■ Problem details
Write what comes next in the conference call excerpt on Peyto's land purchases and drilling performance, starting after its last sentence.

■ Selected extract

--------------------

The primary players is creating this type of expenditure would have been the Duvernay and Montney. Over the last two years, both provinces have experienced significant decreases to their annual land sale revenue as a direct result of low commodity prices. In 2016 both provinces encountered historic lows. Alberta collected $136 million whereas BC only collected $15 million. And it’s interesting to note that for the data I analyzed since 2000, the average dollar per acre acquisition cost has always been higher for BC compared to Alberta.
Now with respect to Peyto’s participation at Alberta Crown land sales, we have always remained an active purchaser. Over the past five years, Peyto has spent $36.3 million at Crown sales to acquire over 134,000 acres, which equates to 210 sections. You have to remember that Peyto is not a company that acquires exploratory lands for the sake of having more yellow squares on the map. And as Dave alluded to in his discussion, Peyto acquires lands where we have identified drillable locations.
So what does this leave Peyto with respect to acquisitions in the future? Despite the low commodity prices, Peyto is still able to complete effectively at crown sales due to our low cost structure. We have had a good start to the year with the acquisition of 33 sections or just over 21,000 acres at Crown sales thus far. And we’ll continue to work on asset deals as well in order to supplement our drilling inventory.
Thanks, Tim. That’s some good color on land sales. I just got a couple more questions. I wanted to get on. Maybe Lee I was hoping may be you could comment on some of the improvements that we’ve seen in drilling performance. I had a slide in our corporate presentation that looked at the drill curve that has evolved over time and we’ve made some big gains there. But I suppose some of that’s technology some of that’s practice, maybe you can comment on the horizon. What are we looking at? Is there anything new coming down the pipe in terms of new technology or something that could effectively change the drill curve for cheaper faster wells?

--------------------

(Stored records)

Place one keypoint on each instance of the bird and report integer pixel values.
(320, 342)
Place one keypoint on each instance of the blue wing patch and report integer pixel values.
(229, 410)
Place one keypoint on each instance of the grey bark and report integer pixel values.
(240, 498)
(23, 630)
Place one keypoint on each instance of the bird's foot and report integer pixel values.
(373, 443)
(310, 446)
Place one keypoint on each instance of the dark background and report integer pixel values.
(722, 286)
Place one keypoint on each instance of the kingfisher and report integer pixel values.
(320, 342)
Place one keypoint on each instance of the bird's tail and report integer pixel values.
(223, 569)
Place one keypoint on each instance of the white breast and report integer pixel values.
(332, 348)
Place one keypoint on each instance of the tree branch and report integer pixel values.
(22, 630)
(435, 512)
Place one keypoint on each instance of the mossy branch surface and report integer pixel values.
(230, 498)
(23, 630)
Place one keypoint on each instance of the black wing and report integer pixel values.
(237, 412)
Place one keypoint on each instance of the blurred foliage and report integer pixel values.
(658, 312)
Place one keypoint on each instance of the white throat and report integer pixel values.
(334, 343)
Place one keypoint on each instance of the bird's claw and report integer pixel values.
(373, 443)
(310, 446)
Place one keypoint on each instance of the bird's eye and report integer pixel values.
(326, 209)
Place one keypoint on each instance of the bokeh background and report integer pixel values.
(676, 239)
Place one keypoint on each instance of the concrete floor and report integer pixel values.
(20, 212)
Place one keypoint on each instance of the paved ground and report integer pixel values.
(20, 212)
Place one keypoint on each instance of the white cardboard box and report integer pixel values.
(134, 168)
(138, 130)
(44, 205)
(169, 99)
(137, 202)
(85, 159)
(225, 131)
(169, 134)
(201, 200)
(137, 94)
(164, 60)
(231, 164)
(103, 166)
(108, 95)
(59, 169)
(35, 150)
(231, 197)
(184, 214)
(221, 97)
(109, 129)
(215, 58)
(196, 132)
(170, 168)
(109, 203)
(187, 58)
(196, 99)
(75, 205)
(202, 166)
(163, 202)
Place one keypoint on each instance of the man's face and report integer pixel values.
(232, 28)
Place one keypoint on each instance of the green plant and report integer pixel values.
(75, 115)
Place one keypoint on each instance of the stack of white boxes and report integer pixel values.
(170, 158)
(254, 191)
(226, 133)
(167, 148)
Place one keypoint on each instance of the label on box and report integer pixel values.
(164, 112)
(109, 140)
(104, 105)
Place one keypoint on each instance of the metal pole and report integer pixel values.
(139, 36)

--------------------

■ Response
Sure, Darren. Certainly, we’ve had a lot of practice having drilled over 700 horizontal wells since 2009. Looking back to that era, our Spirit River horizontals in the Sundance field occupied an average of 34 drilling days at a cost of about $3.2 million. Now back then that was certainly considered top decile performance relative to our competitors. And today, we’re accomplishing these same drills with on average longer laterals in 15 days to 17 days and cost of about $1.7 million.
Similarly, in Brazeau, our performance gains have been equally noteworthy. Our program there began in 2013 where our Spirit River horizontals were taken about 35 days at a cost of nearly $4 million in comparison to our recent round of equivalent drills and under 18 days in the cost of $2 million.
Now, although we incorporate continual stream of applicable new technologies, things like drill bit designs, and mud motor advancements and agitation tools and a list that could really run on and on. We’re always very analytical prior to implementing any new tooling simply because it’s something new on the shelf and available to us. The fact of the matter being the bulk of our performance gains have been and are expected to be in the future, a direct result of our experience.
As mentioned previously, we’ve had a lot of practice. And being an active operator through the past couple of years where most of the industry was stagnant we’ve gotten very good at execution where less active players may have remained static in performance.
Throwing a heap of capital towards high costs new technology simply to save days doesn’t always actually equate to saving money. And take, for example, drilling rigs, there tends to be much discussion around the latest generations of AC drilling rigs complete with walking systems and bells and whistles. For the most part with some minor tweaks to things like pumping horsepower and top drive systems, we utilized the very same conventional rigs that we’ve been using since the beginning of all this.
For that matter our top performing rig in the field has been in the Peyto fleet since 2009. The capital to construct these latest generation drilling rigs has nearly doubled that of a conventional Peyto style rig. And for that given contractor should anticipate a substantial day rate uplift to warrant that doubled investment.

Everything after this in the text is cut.